* _Consigne_
Veuillez redonner toutes les lignes, depuis celle qui contient « Q: Looking at the photo above, point out where the broad » jusqu'à la fin des enregistrements, bornes comprises et lignes commençant par « Q: » incluses, et uniquement celles-ci. Redimensionnez chaque coordonnée de cadre des réponses en la multipliant par 1,6, puis arrondissez à l'entier, les demis vers le haut.

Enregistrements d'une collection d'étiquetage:
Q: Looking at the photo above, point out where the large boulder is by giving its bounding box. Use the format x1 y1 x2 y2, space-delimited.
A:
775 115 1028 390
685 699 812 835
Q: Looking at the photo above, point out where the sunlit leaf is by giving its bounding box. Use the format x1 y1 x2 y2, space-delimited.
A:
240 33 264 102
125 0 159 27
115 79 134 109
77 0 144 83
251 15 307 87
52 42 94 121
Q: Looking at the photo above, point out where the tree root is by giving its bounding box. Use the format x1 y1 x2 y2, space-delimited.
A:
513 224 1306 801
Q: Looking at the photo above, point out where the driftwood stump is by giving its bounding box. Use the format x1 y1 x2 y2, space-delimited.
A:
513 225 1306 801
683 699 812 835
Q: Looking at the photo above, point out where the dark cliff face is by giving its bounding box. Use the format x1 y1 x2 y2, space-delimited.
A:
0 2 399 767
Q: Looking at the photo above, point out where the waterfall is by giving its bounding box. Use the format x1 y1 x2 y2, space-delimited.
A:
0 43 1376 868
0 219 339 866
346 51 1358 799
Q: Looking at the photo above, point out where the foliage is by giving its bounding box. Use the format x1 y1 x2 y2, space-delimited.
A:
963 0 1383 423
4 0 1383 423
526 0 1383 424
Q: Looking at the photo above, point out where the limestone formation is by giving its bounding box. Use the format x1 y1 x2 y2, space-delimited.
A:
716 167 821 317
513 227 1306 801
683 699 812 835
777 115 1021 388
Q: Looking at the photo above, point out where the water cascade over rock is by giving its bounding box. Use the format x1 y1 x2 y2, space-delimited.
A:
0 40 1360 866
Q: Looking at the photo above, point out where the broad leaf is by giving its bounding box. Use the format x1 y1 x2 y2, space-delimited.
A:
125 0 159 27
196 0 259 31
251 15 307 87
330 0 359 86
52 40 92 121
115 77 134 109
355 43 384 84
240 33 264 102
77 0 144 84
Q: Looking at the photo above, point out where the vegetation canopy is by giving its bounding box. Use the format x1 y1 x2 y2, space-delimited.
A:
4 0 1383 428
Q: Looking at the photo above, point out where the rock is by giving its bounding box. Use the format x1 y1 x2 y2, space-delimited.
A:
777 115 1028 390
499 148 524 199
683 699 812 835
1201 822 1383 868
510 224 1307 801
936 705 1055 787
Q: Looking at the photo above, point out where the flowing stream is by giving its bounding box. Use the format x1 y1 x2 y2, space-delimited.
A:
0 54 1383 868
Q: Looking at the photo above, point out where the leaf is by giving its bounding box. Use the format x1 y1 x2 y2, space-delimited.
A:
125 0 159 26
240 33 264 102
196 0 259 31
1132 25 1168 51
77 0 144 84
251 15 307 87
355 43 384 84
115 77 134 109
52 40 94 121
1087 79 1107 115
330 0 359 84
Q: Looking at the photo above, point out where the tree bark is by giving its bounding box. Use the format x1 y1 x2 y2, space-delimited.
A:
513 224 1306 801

* _Réponse_
Q: Looking at the photo above, point out where the broad leaf is by giving its bounding box. Use the format x1 y1 x2 y2, space-delimited.
A:
200 0 254 43
314 0 414 50
402 24 491 139
528 0 574 138
83 64 147 194
184 123 214 174
568 69 614 134
384 53 422 163
123 0 230 134
Q: Looking at the photo above, point out where the vegetation canopy is by giving its bounding box. Use the format x1 y1 x2 y2, space-delimited.
A:
6 0 2213 685
Q: Looking at the photo above, point out where the rock is by giving its bounding box. Use the format x1 y1 x2 y2, space-delimited.
A:
1243 184 1645 624
798 237 838 318
1093 1118 1299 1336
1922 1315 2213 1389
816 358 2091 1282
1498 1128 1688 1259
Q: Looking at the photo above, point out where the flowing stream is by giving its bounding box. Use the format x1 y1 x2 y2, space-delimited.
A:
0 86 2213 1389
Q: Looking at the photo above, point out where the leaf is by giving its bounding box. Use the format x1 y1 x2 y2, space-delimited.
A:
200 0 254 42
384 53 422 163
314 0 414 50
1811 40 1869 82
123 0 230 134
402 24 491 139
568 69 614 134
184 123 214 174
83 64 150 194
1739 126 1771 184
528 0 574 134
Q: Looking at the photo above, point out where the tree bark is by giving its bounding box. Use the format x1 y1 x2 y2, space-delimited.
A:
821 358 2090 1282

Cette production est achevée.